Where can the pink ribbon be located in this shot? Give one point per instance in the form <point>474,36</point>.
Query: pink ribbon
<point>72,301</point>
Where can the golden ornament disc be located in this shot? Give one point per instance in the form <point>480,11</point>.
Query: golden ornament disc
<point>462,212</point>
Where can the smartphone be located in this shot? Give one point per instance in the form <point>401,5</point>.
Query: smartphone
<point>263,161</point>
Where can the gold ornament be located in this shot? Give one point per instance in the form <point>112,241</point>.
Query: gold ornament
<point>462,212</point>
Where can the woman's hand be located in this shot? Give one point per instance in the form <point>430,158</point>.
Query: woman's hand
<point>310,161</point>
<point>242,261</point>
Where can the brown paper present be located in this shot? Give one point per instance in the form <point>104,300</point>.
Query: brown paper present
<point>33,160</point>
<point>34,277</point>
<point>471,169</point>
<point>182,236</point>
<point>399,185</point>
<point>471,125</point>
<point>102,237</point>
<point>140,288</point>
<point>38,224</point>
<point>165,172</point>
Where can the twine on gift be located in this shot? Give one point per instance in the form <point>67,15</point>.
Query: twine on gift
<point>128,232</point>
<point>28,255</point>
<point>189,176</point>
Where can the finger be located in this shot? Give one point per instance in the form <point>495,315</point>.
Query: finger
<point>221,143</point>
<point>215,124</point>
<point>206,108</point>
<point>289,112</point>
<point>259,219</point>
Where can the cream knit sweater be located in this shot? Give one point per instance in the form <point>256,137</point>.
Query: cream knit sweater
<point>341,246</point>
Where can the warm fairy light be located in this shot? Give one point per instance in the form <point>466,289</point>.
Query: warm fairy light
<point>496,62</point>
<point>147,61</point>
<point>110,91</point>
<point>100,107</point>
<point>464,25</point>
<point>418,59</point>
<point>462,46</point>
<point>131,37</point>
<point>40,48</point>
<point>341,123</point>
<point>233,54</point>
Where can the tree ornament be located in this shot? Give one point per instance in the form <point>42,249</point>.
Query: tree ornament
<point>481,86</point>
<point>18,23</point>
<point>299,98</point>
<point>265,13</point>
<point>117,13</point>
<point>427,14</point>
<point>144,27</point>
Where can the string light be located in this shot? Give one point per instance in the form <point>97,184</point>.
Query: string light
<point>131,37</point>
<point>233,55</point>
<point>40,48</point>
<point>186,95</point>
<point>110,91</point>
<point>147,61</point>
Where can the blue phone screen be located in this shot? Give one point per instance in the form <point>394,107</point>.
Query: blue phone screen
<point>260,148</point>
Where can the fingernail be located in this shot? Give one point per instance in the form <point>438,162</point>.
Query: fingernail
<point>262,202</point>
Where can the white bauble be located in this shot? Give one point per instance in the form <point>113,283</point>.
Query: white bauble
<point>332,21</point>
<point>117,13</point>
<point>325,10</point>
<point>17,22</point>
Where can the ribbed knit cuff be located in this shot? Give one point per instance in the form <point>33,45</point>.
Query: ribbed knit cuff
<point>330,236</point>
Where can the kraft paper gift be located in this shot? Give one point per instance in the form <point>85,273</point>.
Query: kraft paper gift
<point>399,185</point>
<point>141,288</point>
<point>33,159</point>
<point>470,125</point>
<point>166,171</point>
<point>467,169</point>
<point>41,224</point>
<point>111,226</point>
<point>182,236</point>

■ ■ ■

### What you need to do
Everything in the listing should be set down again exactly.

### Your solution
Where can the pink ribbon be located in this shot? Give one point per instance in the form <point>474,36</point>.
Query: pink ribbon
<point>72,301</point>
Where can the golden ornament disc be located in this shot? Give one point per instance in the form <point>480,11</point>.
Query: golden ornament disc
<point>462,212</point>
Where can the smartphone be located in this shot? Give one point per instance in the form <point>401,5</point>.
Query: smartphone
<point>263,161</point>
Where can the gold ornament be located in this shot? Give one point per instance in the form <point>112,241</point>.
Query: gold ornament
<point>462,212</point>
Where can the woman's hand be located in this shot? Give one point per instance in the form <point>430,158</point>.
Query: woman's hand
<point>310,161</point>
<point>242,261</point>
Where can the brown paper present be located in this shot? Give one point per instance in the form <point>104,300</point>.
Query: brown paper present
<point>33,160</point>
<point>34,277</point>
<point>471,169</point>
<point>182,236</point>
<point>399,185</point>
<point>471,125</point>
<point>102,237</point>
<point>140,288</point>
<point>38,224</point>
<point>165,172</point>
Where can the twine on gift be located in this shot? Give one point per instance in the form <point>67,15</point>.
Query: twine on gift
<point>128,232</point>
<point>28,255</point>
<point>189,176</point>
Where can the finger be located in this shot? Give one point per instance in the form <point>495,315</point>.
Query: finger
<point>221,143</point>
<point>215,124</point>
<point>206,108</point>
<point>289,112</point>
<point>259,219</point>
Where can the cream knit sweater be located in this shot? Give one point per instance in the form <point>256,137</point>.
Query: cream knit sweater
<point>341,246</point>
Where can the warm fairy light be located in this shot? Give one point per instance in the form <point>466,289</point>.
Query: warm fairy light
<point>496,62</point>
<point>147,61</point>
<point>110,91</point>
<point>100,107</point>
<point>464,25</point>
<point>418,59</point>
<point>462,46</point>
<point>131,37</point>
<point>40,48</point>
<point>341,123</point>
<point>233,54</point>
Where can the tree ornament be located in this shot? Give one point per instance in the form <point>42,249</point>.
Query: tree ornament
<point>481,86</point>
<point>18,23</point>
<point>299,98</point>
<point>265,13</point>
<point>117,13</point>
<point>427,14</point>
<point>144,27</point>
Where can the string light be located in this shot? Give one point per instance in the form <point>97,184</point>.
Query: string light
<point>131,37</point>
<point>233,55</point>
<point>40,48</point>
<point>186,95</point>
<point>110,91</point>
<point>147,61</point>
Where can the blue phone screen be located in this shot? Give one point per instance in the form <point>394,107</point>.
Query: blue phone screen
<point>260,148</point>
Where can the fingernail be located in this shot? Give one point per instance in the form <point>438,162</point>.
Query: fingernail
<point>262,202</point>
Where can the white bauble be located in this shot? Give one point per instance in the form <point>113,283</point>.
Query: white bauble
<point>332,21</point>
<point>117,13</point>
<point>325,10</point>
<point>17,22</point>
Where can the ribbed knit cuff be located in this shot? Give one point per instance in the form <point>33,45</point>.
Query: ribbed knit cuff
<point>330,236</point>
Where can the kraft paper gift be located in this shot? Give one point per instance in the form <point>85,273</point>.
Query: kraft paper gift
<point>399,185</point>
<point>141,288</point>
<point>33,159</point>
<point>470,125</point>
<point>166,171</point>
<point>467,169</point>
<point>41,224</point>
<point>111,226</point>
<point>182,236</point>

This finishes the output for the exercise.